▶ **CHECK YOUR UNDERSTANDING**
**A)** Please answer these questions from the oxytocin text:
(i) Who may independently prescribe, order and administer the drug?
(ii) Production of what substance does oxytocin increase?
(iii) By which routes is it used as a first line agent?
**B)** Say whether each statement agrees with the oxytocin text, and quote the words that decide it.
(i) Midwives need another prescriber's order to give oxytocin.
(ii) Active genital herpes is named among the contraindications to labour for induction and augmentation.
(iii) Oxytocin is used to treat postpartum hemorrhage caused by uterine atony.
**C)** Rewrite the oxytocin text between "Indications and Clinical" and "Induction of Labour).", inclusive, replacing "postpartum hemorrhage" with "postpartum bleeding".

▶ **PAGE EXTRACT**
------------------------------

Midwives may independently prescribe, order and administer this drug.
Oxytocin is a hormone that simulates uterine smooth muscle to contract by activating protein receptors which act on myofibrils. Oxytocin increases production of prostaglandin which further stimulates uterine contractions.
Indications and Clinical Use:
As a first line agent used intramuscularly or intravenously: 1) for active management to prevent postpartum hemorrhage 2) to treat postpartum hemorrhage due to uterine atony 3) for induction and augmentation of labour (see Oxytocin for Induction of Labour).
Hypersensitivity to oxytocin or any component of the formulation. For induction and augmentation, any contraindication to labour including: placenta previa, vasa previa, cord presentation, fetal malpresentation such as transverse or footling breech, prior classical or inverted T cesarean section, previous uterine surgery such as myometrial incision, active genital herpes, pelvic structural deformities, cervical carcinoma, previous uterine rupture.

------------------------------

▶ **EXERCISE DATA**
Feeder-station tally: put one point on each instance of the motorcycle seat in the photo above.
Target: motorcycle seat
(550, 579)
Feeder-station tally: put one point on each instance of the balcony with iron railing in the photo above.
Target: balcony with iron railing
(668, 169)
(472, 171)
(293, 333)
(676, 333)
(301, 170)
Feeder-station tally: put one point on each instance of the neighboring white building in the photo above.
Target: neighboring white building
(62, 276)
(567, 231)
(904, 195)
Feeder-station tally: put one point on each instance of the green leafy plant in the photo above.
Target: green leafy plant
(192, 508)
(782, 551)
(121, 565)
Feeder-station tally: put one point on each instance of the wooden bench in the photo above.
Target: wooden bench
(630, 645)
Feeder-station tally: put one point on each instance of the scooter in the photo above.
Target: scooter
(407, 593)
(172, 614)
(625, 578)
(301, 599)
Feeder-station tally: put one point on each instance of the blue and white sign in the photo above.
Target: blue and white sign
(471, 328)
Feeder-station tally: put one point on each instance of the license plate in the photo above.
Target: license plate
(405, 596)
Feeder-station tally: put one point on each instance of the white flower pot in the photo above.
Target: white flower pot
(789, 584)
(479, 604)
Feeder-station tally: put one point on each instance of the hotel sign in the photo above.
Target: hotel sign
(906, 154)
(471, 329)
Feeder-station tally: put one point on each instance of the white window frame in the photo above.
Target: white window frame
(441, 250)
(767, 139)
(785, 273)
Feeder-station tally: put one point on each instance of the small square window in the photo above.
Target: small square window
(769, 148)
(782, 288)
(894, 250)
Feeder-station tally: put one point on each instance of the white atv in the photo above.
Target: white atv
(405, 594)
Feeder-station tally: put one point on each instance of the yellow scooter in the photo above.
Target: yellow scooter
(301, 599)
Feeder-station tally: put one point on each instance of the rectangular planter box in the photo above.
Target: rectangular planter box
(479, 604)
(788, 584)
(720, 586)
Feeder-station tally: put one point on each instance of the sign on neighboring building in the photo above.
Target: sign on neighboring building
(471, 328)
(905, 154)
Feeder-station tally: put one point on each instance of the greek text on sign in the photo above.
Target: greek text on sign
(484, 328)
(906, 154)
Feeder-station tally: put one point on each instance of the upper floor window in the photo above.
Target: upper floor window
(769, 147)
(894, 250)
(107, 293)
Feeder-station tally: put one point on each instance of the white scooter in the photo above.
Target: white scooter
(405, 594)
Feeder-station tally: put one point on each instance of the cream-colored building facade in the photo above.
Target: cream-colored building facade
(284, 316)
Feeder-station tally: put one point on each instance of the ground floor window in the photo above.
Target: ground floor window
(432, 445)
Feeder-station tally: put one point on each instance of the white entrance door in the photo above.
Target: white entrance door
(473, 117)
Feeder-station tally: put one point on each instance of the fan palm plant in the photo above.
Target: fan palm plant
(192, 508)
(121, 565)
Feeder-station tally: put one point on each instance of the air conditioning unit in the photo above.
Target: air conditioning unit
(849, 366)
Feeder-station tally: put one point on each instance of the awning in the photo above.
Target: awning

------------------------------

▶ **SOLUTIONS TO THE TASKS**
**A)**
(i) Midwives
(ii) Prostaglandin
(iii) Intramuscularly or intravenously

**B)**
(i) No: "Midwives may independently prescribe, order and administer this drug."
(ii) Yes: "active genital herpes"
(iii) Yes: "to treat postpartum hemorrhage due to uterine atony"

**C)**
Indications and Clinical Use:
As a first line agent used intramuscularly or intravenously: 1) for active management to prevent postpartum bleeding 2) to treat postpartum bleeding due to uterine atony 3) for induction and augmentation of labour (see Oxytocin for Induction of Labour).